▶ _AUFGABENSTELLUNG_
**a)** Schreiben Sie aus den Buchtipps den Abschnitt ab, der bei „Drei Frauen suchen“ beginnt und bei „Damit rechnet keiner.“ endet.
**b)** Nach welchem Teil der Lektüre merkt man laut den Buchtipps, dass „Drei“ eigentlich ein Kriminalroman ist?

Ein Muss für alle Romeo-und-Julia-Fans und für alle Fans der Liebe
David Nicholls „Sweet Sorrow“ ist eigentlich ein Coming-of-Age-Roman. Aber Caro Vonier, die Chefin der gedruckten BUCHSZENE, findet, dass es sich bei diesem 500-Seiter um eine sehr schöne und einigermaßen differenzierte Geschichte über die erste große Liebe handelt, die hoffentlich jeder mal so erleben durfte. Die männliche Hauptfigur Charlie sieht durchschnittlich aus, seine Noten sind in Ordnung, selbst die Scheidung seiner Eltern ist nur normal unglücklich. Dann begegnet er Fran Fisher, und seine Welt steht Kopf. Aber Fran will ihn nur wieder treffen, wenn er sich der Theatergruppe anschließt, die „Romeo und Julia“ einstudiert. Nun erweckt der Klappentext den Eindruck, es gehe vor allem darum, ob Charlie sich 20 Jahre später traut, diese seine erste Liebe wiederzutreffen. Aber eigentlich geht es mehr darum, wie dieser Sommer vor 20 Jahren verlaufen ist: dass er auch neue Freunde gefunden hat, die ihm erhalten blieben und eben um seine Freundin Fran, die ihm eine für ihn völlig neue und aufregend andere Welt zeigte. Stellenweise sind das Pech, das Charlie auf Schritt und Tritt verfolgen, und auch seine unglücklichen Entscheidungen schwer zu ertragen. Aber ist es nicht auch ein richtig gutes Zeichen, wenn man beim Lesen sowas denkt wie: „Oh nein! Das geht schief!“ Und natürlich tut es das dann auch. „Sweet Sorrow“ ist ein Muss für alle Fans von „Romeo und Julia“ – und alle Fans der Liebe.
Drei Frauen suchen unterschiedliche Dinge – und finden alle denselben Mann
Eine Frau sucht ein wenig Trost, nachdem ihr Mann sie und ihren Sohn verlassen hat. Eine zweite Frau sucht nach einem Zuhause und nach einem Zeichen von Gott, dass sie auf dem richtigen Weg ist. Eine dritte Frau sucht etwas ganz anderes. Sie alle finden denselben Mann. Es gibt vieles, was sie nicht über ihn wissen, denn er sagt ihnen nicht die Wahrheit. Aber auch er weiß nicht alles über sie. Dror A. Mischanis „Drei“ ist eigentlich ein Kriminalroman. Das merkt man aber erst nach einem Drittel der Lektüre. Caro Vonier findet ihn gut geschrieben. Und sie hat überrascht, wer sich da plötzlich als Mörder entpuppt. Damit rechnet keiner.

▶ _ERFASSTE DATEN_
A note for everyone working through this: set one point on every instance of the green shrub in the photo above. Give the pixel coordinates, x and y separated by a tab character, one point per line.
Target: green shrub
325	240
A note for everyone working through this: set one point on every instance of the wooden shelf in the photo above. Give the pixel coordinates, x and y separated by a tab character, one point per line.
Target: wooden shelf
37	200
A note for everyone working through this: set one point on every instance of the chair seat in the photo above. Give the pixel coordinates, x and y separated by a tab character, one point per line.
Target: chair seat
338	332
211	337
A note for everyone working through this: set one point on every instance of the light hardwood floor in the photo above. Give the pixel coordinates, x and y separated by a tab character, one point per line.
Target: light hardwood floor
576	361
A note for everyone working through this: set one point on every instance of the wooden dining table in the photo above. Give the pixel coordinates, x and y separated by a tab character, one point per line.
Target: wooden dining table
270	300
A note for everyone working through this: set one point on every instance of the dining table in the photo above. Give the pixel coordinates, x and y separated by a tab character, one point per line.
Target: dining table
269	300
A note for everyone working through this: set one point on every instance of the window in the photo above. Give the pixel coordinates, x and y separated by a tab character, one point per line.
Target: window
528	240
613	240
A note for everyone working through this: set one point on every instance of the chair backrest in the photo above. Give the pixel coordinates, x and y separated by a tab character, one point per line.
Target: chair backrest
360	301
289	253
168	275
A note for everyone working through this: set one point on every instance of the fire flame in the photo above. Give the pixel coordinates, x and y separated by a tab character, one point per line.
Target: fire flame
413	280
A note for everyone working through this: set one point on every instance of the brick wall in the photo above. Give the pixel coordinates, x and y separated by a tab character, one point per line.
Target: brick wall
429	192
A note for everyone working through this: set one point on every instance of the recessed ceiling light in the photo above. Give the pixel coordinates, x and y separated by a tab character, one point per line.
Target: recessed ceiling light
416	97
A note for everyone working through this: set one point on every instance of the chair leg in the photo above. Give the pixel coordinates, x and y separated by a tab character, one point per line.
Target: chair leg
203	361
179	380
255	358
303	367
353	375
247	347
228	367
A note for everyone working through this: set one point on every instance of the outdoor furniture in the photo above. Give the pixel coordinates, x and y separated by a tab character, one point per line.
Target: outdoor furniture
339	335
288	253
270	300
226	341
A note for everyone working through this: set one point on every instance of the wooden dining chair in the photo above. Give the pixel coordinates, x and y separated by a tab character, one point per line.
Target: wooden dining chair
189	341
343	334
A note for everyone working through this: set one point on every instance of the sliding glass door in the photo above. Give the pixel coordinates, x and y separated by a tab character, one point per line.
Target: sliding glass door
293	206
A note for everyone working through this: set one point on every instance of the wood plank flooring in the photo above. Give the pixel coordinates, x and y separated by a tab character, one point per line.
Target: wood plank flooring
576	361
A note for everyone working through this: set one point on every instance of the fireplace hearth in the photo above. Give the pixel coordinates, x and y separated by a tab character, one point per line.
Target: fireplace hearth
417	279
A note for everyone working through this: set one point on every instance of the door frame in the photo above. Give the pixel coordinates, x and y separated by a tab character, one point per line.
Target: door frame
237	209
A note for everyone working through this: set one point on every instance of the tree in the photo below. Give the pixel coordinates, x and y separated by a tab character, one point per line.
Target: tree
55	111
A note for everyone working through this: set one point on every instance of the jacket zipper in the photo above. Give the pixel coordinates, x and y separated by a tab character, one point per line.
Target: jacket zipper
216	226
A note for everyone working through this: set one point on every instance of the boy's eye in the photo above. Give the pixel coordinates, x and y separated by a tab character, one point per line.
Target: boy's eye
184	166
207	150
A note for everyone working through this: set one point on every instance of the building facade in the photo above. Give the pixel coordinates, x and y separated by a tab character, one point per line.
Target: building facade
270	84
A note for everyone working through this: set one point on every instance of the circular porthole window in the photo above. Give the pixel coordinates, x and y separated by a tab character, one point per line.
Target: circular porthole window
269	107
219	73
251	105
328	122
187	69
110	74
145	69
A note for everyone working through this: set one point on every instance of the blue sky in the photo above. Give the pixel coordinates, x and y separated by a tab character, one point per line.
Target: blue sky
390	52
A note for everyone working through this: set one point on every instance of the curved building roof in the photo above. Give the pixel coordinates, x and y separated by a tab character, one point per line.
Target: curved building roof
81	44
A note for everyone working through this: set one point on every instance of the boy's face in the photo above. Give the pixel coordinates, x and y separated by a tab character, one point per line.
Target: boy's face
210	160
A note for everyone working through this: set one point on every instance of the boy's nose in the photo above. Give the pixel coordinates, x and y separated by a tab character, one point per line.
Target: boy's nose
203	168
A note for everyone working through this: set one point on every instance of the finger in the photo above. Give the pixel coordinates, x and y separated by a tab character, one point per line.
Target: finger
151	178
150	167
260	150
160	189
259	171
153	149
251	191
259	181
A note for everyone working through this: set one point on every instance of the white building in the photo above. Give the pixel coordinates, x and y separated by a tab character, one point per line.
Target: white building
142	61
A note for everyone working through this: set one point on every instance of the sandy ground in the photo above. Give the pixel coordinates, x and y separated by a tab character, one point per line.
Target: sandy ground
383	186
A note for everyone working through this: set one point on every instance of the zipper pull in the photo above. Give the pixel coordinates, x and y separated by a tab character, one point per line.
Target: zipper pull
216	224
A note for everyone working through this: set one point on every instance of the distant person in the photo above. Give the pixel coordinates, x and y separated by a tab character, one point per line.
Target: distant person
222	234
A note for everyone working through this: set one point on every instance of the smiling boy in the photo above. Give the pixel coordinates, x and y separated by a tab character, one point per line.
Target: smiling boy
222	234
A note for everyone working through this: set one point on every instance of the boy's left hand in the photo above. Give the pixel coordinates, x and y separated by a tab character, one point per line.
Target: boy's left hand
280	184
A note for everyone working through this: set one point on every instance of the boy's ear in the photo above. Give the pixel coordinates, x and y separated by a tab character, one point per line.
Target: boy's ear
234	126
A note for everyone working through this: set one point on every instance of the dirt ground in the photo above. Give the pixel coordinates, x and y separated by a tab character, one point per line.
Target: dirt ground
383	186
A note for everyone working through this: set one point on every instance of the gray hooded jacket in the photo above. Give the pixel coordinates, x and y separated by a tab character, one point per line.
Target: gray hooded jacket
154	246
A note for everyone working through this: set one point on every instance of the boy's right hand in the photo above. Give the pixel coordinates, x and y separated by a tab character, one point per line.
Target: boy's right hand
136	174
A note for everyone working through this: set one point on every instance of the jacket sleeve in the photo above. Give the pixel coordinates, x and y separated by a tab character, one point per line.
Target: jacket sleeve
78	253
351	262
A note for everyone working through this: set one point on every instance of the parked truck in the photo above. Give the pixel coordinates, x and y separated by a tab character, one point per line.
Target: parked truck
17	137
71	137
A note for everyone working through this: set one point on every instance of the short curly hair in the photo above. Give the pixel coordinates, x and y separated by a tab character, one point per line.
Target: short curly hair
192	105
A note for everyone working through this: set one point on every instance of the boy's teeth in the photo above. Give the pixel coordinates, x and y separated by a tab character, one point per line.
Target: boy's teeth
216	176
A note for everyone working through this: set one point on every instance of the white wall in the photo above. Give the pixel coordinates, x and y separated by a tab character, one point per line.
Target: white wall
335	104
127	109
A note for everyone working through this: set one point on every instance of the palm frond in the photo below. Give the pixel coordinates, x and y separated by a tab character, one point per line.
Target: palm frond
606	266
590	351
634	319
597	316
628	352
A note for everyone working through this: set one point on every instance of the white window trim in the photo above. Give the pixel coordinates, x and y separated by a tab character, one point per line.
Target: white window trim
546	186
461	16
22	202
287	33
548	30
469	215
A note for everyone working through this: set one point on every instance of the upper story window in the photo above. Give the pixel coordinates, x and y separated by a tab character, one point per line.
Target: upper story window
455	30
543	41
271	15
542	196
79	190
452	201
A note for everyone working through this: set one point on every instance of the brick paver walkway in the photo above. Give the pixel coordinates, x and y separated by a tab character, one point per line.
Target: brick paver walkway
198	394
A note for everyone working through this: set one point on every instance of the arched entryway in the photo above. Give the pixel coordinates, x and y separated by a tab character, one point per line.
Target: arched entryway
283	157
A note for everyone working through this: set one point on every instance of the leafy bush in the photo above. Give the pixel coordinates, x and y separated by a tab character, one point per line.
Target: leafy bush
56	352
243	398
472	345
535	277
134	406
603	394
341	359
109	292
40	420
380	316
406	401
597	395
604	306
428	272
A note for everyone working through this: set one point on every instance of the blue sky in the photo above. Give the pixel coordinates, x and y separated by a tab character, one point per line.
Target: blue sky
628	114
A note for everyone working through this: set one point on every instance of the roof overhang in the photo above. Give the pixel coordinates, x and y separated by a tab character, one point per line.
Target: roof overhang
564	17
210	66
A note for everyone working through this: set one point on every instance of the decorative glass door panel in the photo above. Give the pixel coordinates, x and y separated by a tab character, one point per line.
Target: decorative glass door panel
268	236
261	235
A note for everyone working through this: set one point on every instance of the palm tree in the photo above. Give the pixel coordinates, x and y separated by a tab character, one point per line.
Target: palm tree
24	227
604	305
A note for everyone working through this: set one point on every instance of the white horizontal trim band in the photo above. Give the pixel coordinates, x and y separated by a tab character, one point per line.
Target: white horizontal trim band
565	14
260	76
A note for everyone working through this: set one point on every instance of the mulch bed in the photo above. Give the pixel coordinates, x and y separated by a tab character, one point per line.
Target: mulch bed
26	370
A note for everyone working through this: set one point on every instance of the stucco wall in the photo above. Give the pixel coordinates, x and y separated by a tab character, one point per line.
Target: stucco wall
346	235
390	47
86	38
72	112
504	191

▶ _ANTWORTEN JE AUFGABE_
**a)**
Drei Frauen suchen unterschiedliche Dinge – und finden alle denselben Mann
Eine Frau sucht ein wenig Trost, nachdem ihr Mann sie und ihren Sohn verlassen hat. Eine zweite Frau sucht nach einem Zuhause und nach einem Zeichen von Gott, dass sie auf dem richtigen Weg ist. Eine dritte Frau sucht etwas ganz anderes. Sie alle finden denselben Mann. Es gibt vieles, was sie nicht über ihn wissen, denn er sagt ihnen nicht die Wahrheit. Aber auch er weiß nicht alles über sie. Dror A. Mischanis „Drei“ ist eigentlich ein Kriminalroman. Das merkt man aber erst nach einem Drittel der Lektüre. Caro Vonier findet ihn gut geschrieben. Und sie hat überrascht, wer sich da plötzlich als Mörder entpuppt. Damit rechnet keiner.

**b)** Nach einem Drittel der Lektüre.